Dataset records:
--- start ---
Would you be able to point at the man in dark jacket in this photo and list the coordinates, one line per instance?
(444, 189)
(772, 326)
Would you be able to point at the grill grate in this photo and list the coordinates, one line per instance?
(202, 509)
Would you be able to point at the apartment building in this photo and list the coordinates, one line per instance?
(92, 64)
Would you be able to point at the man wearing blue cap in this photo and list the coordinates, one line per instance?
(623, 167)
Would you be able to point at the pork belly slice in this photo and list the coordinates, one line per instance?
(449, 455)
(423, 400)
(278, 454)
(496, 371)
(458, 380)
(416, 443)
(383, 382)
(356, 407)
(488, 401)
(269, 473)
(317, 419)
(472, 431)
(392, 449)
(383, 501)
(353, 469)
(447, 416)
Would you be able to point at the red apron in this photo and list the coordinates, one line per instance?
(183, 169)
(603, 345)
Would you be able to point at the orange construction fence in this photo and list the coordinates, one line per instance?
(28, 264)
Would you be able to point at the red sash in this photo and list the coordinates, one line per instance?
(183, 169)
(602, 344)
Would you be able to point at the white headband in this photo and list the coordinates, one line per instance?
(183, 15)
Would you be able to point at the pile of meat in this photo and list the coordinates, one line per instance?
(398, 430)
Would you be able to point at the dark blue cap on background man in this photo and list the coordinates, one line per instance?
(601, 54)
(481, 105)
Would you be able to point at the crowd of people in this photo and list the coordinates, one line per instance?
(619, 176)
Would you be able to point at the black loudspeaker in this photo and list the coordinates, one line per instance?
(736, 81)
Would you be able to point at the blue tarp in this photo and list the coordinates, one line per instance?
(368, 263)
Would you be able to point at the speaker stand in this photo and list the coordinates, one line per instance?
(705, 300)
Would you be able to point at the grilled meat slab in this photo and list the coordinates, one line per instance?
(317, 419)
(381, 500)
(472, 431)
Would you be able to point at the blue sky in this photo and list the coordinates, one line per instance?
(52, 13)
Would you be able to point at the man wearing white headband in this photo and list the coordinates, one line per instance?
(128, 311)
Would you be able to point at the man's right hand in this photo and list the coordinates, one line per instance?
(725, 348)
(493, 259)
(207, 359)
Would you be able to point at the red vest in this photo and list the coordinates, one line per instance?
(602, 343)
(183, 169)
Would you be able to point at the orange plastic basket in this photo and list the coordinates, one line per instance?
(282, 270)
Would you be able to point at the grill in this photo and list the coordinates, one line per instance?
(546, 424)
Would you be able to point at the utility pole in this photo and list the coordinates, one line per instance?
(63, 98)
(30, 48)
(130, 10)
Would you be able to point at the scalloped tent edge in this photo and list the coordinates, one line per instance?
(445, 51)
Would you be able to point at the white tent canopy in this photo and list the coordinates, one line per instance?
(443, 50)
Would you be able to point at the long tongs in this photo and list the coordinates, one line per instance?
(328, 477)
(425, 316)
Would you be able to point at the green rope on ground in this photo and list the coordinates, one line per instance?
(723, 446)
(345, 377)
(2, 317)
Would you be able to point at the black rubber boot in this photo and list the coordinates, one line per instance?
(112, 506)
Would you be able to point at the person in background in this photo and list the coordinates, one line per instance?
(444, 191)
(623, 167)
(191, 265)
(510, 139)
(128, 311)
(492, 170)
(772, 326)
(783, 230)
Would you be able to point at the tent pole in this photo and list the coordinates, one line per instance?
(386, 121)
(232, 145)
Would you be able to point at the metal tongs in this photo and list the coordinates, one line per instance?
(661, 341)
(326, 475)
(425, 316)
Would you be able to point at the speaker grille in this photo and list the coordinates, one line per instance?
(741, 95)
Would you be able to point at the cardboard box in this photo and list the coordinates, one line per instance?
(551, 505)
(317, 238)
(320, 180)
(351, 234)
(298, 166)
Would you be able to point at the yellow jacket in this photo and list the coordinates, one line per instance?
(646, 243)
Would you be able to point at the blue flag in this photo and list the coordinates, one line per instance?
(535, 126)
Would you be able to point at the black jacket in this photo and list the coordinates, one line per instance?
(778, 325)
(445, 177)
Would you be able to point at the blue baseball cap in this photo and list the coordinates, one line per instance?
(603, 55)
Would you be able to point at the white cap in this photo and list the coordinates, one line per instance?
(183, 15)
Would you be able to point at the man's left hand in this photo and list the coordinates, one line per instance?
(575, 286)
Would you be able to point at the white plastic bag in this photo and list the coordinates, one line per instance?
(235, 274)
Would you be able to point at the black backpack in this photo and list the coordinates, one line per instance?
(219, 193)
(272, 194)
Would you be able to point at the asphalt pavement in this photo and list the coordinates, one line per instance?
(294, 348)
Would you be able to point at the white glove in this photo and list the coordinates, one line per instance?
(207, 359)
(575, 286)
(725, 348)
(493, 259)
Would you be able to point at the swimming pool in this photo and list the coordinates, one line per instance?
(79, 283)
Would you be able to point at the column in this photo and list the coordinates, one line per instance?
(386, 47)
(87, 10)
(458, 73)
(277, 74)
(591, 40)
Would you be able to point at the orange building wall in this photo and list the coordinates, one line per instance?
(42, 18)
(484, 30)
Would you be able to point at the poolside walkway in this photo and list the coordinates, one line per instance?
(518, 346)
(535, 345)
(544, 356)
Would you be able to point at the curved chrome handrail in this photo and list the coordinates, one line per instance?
--- end ---
§ Description of the task:
Copy the lines above exactly as they appear.

§ Result for this task:
Would you be able to point at the man in dark jacket in this photo and list the coordinates, one line per instance?
(444, 189)
(772, 326)
Would you be able to point at the grill grate in this photo and list the coordinates, one line per instance?
(202, 509)
Would you be able to point at the apartment building in this photo and list the coordinates, one line per instance?
(92, 64)
Would you be able to point at the man wearing blue cap in this photo and list the coordinates, one line per instance?
(623, 167)
Would you be able to point at the pork belly slice in this photo and list the coordinates, one line per instance?
(449, 455)
(423, 400)
(278, 454)
(496, 371)
(458, 380)
(416, 443)
(383, 382)
(356, 407)
(488, 401)
(269, 473)
(317, 419)
(472, 431)
(392, 449)
(383, 501)
(353, 469)
(447, 416)
Would you be able to point at the red apron in this photo and list the coordinates, one line per instance?
(183, 169)
(603, 345)
Would you be able to point at the orange construction fence in this photo and list the coordinates, one line per instance?
(28, 264)
Would you be able to point at the red sash in this photo and list the coordinates, one line per instance?
(183, 169)
(602, 344)
Would you be able to point at the white headband in this photo and list the coordinates, one line per instance?
(183, 15)
Would you be able to point at the pile of meat in this photo and list the coordinates, one line per instance?
(398, 430)
Would you be able to point at the dark blue cap on background man in this photo and list the coordinates, one line per instance?
(601, 54)
(481, 105)
Would you be able to point at the crowd of people in this photo and list the coordinates, one line per instance?
(619, 176)
Would you be able to point at the black loudspeaker in this photo and list the coordinates, one line per instance?
(736, 81)
Would you be able to point at the blue tarp in this photo and list the coordinates, one line per instance?
(368, 263)
Would you be able to point at the speaker stand in this photo and list the coordinates, one line per instance?
(705, 300)
Would you be able to point at the grilled meat slab in this photo and list the coordinates, one line per instance?
(317, 419)
(381, 500)
(472, 431)
Would you be able to point at the blue sky in this photo and list the coordinates, one line per instance?
(52, 13)
Would you be able to point at the man wearing white headband in this photo and list the coordinates, one line per instance?
(128, 311)
Would you be able to point at the man's right hand in this photo and list the coordinates, one line per instance?
(725, 348)
(493, 259)
(207, 359)
Would you be able to point at the red vest in this photo and list the coordinates, one line per instance?
(602, 343)
(183, 169)
Would you be able to point at the orange plastic basket in this photo and list the coordinates, one line per instance?
(282, 270)
Would you be able to point at the grill in this photo and list the coordinates, one line per instance?
(546, 424)
Would you be able to point at the utility pole in this photo and list the coordinates, one line per instance?
(63, 98)
(30, 48)
(130, 10)
Would you be able to point at the scalloped tent edge in this photo and list the coordinates, one line per instance?
(445, 51)
Would you be able to point at the white tent canopy in this photo and list the coordinates, one line per instance?
(443, 50)
Would you be able to point at the long tongs in this photo and list the coordinates, one line per instance?
(328, 477)
(425, 316)
Would you be able to point at the green rope on ground in this photo and list the coordinates, one line per instance?
(723, 446)
(345, 377)
(2, 317)
Would you be able to point at the black rubber boot in this photo and list the coordinates, one line per instance?
(112, 506)
Would you be able to point at the person in background in this photo and list the coordinates, one line per instance?
(444, 191)
(623, 167)
(191, 265)
(510, 139)
(128, 311)
(492, 170)
(772, 326)
(783, 230)
Would you be able to point at the tent pole in this photo and list the coordinates, one line per instance?
(386, 121)
(232, 145)
Would you be able to point at the metal tongs in this photo and list the coordinates, one line per instance?
(661, 341)
(326, 475)
(425, 316)
Would you be able to point at the speaker grille in this photo and list the coordinates, one line per instance?
(741, 95)
Would you be able to point at the cardboard box in this photo and list the coordinates, one line per instance?
(551, 505)
(317, 238)
(320, 180)
(351, 234)
(298, 166)
Would you be able to point at the yellow jacket in this photo and list the coordinates, one line per instance?
(646, 243)
Would you be able to point at the blue flag in this photo and list the coordinates, one line per instance?
(535, 126)
Would you be able to point at the black jacket in this photo and list the coordinates, one line per instance?
(778, 325)
(445, 177)
Would you be able to point at the blue baseball cap in this photo and list the coordinates, one line per instance?
(603, 55)
Would you be able to point at the white cap in this photo and list the coordinates, one line per instance?
(183, 15)
Would you be able to point at the man's left hand in this photo and list the coordinates, one line per instance?
(575, 286)
Would you be able to point at the white plastic bag in this photo and list the coordinates, one line per instance?
(235, 274)
Would you be able to point at the black backpack in this photo and list the coordinates, one line per instance?
(219, 193)
(272, 194)
Would you be able to point at the asphalt pavement in this photo and list the coordinates, one line per instance?
(294, 348)
Would you be able to point at the white glove in this photo and list the coordinates, one line per instance?
(207, 359)
(575, 286)
(725, 348)
(493, 259)
Would you be able to point at the swimming pool in this photo and list the coordinates, one line per instance?
(79, 283)
Would you be able to point at the column in this photo and list the coordinates, one line per instance?
(386, 47)
(87, 10)
(458, 73)
(277, 74)
(591, 40)
Would you be able to point at the orange building wall in this photo and list the coordinates, one line per instance?
(42, 18)
(484, 30)
Would you be able to point at the poolside walkway in this photo and list the coordinates, one line per instance?
(518, 346)
(535, 345)
(544, 356)
Would you be able to point at the curved chrome handrail in this photo and list the coordinates, one line per instance?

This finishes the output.